Work to be completed
Copy out all the lines of the data that hold the word "each".

(Stored data)
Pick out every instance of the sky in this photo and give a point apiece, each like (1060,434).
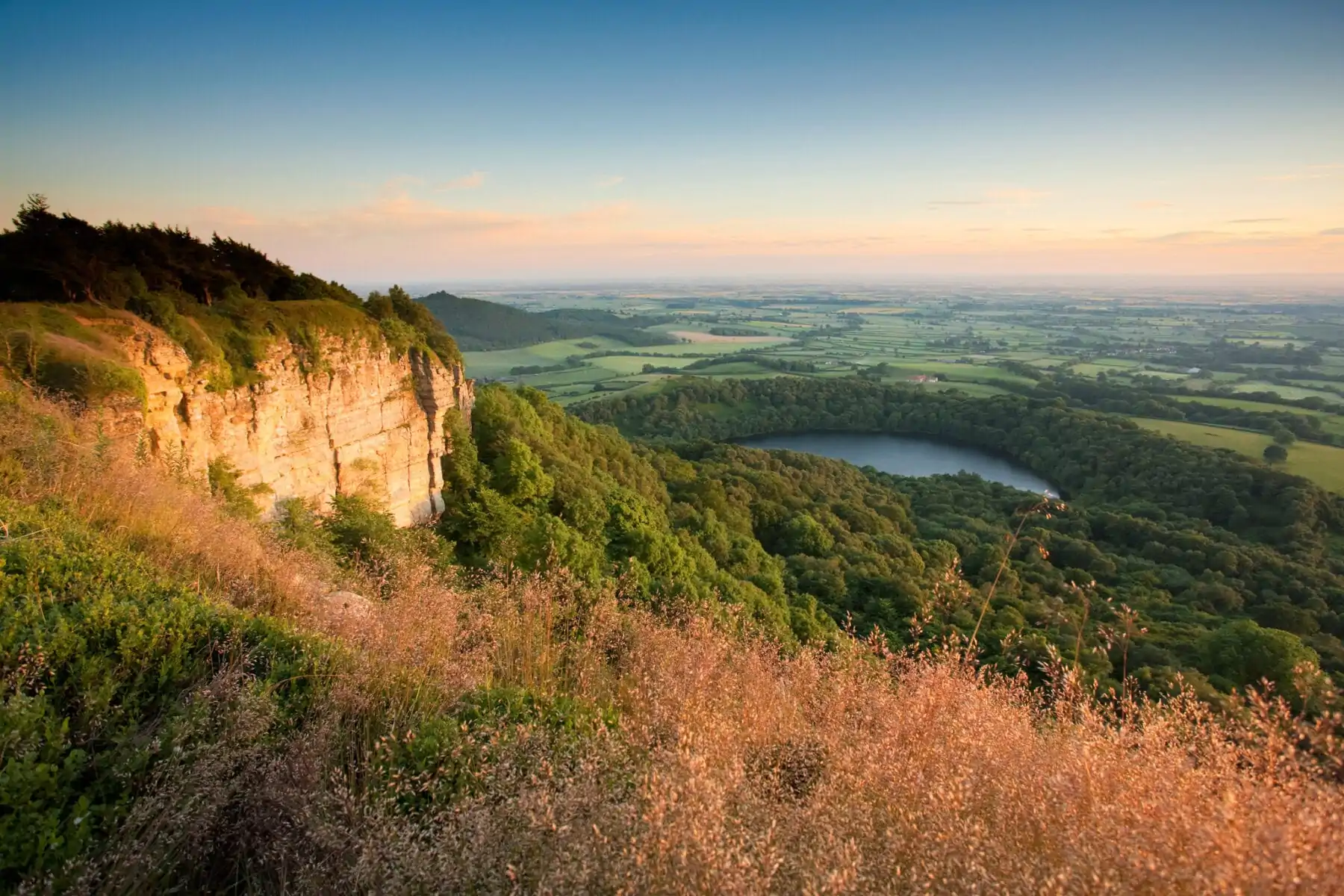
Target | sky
(783,140)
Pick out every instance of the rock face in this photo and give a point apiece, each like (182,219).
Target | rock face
(362,423)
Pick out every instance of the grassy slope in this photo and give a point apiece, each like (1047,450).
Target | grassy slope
(1323,464)
(700,775)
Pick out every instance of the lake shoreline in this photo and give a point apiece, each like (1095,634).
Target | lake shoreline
(900,454)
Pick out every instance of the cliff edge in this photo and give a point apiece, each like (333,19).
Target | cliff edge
(358,421)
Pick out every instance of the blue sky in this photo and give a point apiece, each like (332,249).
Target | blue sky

Solution
Pick out every instance of the sky in this photo and give a point apiece, each like (1060,434).
Pick out every instance of the rock face in this photo and give a point apiece, each like (182,219).
Pick out every instance of the grassy slope in this photo and give a point apiece, each like (1047,450).
Pick out every instance of the lake shoreline in this photo and give a point apiece, each like (1095,634).
Pick out every instance of the cliff edge in this photo and give a point apiece, each like (333,19).
Pick out every instance of the blue sky in this photo and give a point apiece, each like (332,249).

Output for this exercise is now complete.